PAGE TEXT:
A full list of potato varieties.

There are close to 4,000 varieties of potato including common commercial varieties, each of which has specific agricultural or culinary attributes. Around 80 varieties are commercially available.  In general, varieties are categorized into a few main groups based on common characteristics, such as russet potatoes (rough brown skin), red potatoes, white potatoes, yellow potatoes (also called Yukon potatoes), and purple potatoes.

For culinary purposes, varieties are often differentiated by their waxiness: floury or mealy baking potatoes have more starch (20–22%) than waxy boiling potatoes (16–18%). The distinction may also arise from variation in the comparative ratio of two different potato starch compounds: amylose and amylopectin. Amylose, a long-chain molecule, diffuses from the starch granule when cooked in water, and lends itself to dishes where the potato is mashed. Varieties that contain a slightly higher amylopectin content, which is a highly branched molecule, help the potato retain its shape after being boiled in water. Potatoes that are good for making potato chips or potato crisps are sometimes called “chipping potatoes”, which means they meet the basic requirements of similar varietal characteristics, being firm, fairly clean, and fairly well-shaped.

The European Cultivated Potato Database (ECPD) is an online collaborative database of potato variety descriptions that is updated and maintained by the Scottish Agricultural Science Agency.

Dozens of potato cultivars have been selectively bred specifically for their skin or, more commonly, flesh color, including gold, red, and blue varieties that contain varying amounts of phytochemicals, including carotenoids for gold/yellow or polyphenols for red or blue cultivars. 

Peruvian Potato

High in the Peruvian Andes, agronomists are looking to the ancestral knowledge of farmers to identify genetic strains which could help the tubers survive increasingly frequent and intense droughts, floods and frosts.

The Potato Park in Cusco is a 90 sq km (35 sq mile) expanse ranging from 3,400 to 4,900 metres (16,000 feet) above sea level. It has “maintained one of the highest diversities of native potatoes in the world, in a constant process of evolution,” says Alejandro Argumedo, the founder of Asociación Andes, an NGO which supports the park.

Companies like GreenHarvest in Australia are working to bring back the diversity of potato planting in our urban and rural vegetable gardens. do yourself and your taste buds a favour and get some diversity into your potato bakes.

Get Your Taste Buds Ready

The importance of the potato as a food source and culinary ingredient varies by region and is still changing. It remains an essential crop in Europe, especially Northern and Eastern Europe, where per capita production is still the highest in the world, while the most rapid expansion in production over the past few decades has occurred in southern and eastern Asia, with China and India leading the world in overall production as of 2018.

Like the tomato, the potato is nightshade in the genus Solanum, and the vegetative and fruiting parts of the potato contain the toxin solanine which is dangerous for human consumption. Normal potato tubers that have been grown and stored properly produce glycoalkaloids in amounts small enough to be negligible to human health, but if green sections of the plant (namely sprouts and skins) are exposed to light, the tuber can accumulate a high enough concentration of glycoalkaloids to affect human health.

There are literally thousands of ways to use potatoes, from boiling, mashing, roasting and deep frying. But here we present some not so well known methods.

Coconut Rough made on a base of mashed potato – Really!
Cheese & Garlic Hasselback Potatoes
Tuscan Styled Gnocchi
Loaded Potato Waffles

With so many varieties of Potato to play with we really have so much diversity in flavour and colour. Versatility is the name of the game here. So many of the heirloom vegetables we grow can be used in a multitude of ways. You are only limited by your imagination. The only question remaining is – Will you be planting potato varieties this spring? I know I will.

RECORDS SUPPLIED:

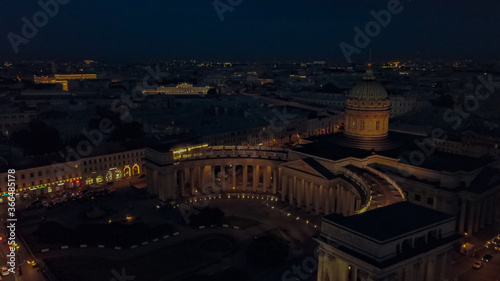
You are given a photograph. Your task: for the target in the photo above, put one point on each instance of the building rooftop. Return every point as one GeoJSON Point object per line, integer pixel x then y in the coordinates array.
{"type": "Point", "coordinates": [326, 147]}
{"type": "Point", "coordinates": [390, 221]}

---

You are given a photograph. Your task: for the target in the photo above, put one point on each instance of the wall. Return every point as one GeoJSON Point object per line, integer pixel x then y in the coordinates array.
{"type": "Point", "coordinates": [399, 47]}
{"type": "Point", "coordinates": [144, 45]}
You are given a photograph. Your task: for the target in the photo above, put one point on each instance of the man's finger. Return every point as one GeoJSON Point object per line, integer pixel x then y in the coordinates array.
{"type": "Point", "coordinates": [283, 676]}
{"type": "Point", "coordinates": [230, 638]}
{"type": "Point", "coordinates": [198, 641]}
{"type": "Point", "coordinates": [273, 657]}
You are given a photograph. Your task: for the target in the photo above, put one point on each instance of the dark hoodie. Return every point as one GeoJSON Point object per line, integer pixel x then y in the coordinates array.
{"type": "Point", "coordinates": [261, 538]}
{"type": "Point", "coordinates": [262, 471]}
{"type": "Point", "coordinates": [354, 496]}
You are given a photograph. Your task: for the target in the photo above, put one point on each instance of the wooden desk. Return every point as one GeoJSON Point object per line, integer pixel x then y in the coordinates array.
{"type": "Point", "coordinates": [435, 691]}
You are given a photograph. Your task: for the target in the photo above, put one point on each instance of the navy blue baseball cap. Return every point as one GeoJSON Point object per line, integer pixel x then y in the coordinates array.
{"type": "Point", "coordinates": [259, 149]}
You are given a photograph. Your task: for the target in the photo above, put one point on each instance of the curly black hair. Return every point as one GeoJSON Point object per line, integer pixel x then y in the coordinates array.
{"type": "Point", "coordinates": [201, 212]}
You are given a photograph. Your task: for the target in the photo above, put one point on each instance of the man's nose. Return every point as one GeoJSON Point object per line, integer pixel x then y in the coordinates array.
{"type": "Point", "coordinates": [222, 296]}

...

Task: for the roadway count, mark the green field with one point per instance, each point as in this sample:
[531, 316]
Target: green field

TASK TO COMPLETE: From the potato text, return everything from "There are literally" down to "well known methods.", copied word for word.

EXERCISE OUTPUT:
There are literally thousands of ways to use potatoes, from boiling, mashing, roasting and deep frying. But here we present some not so well known methods.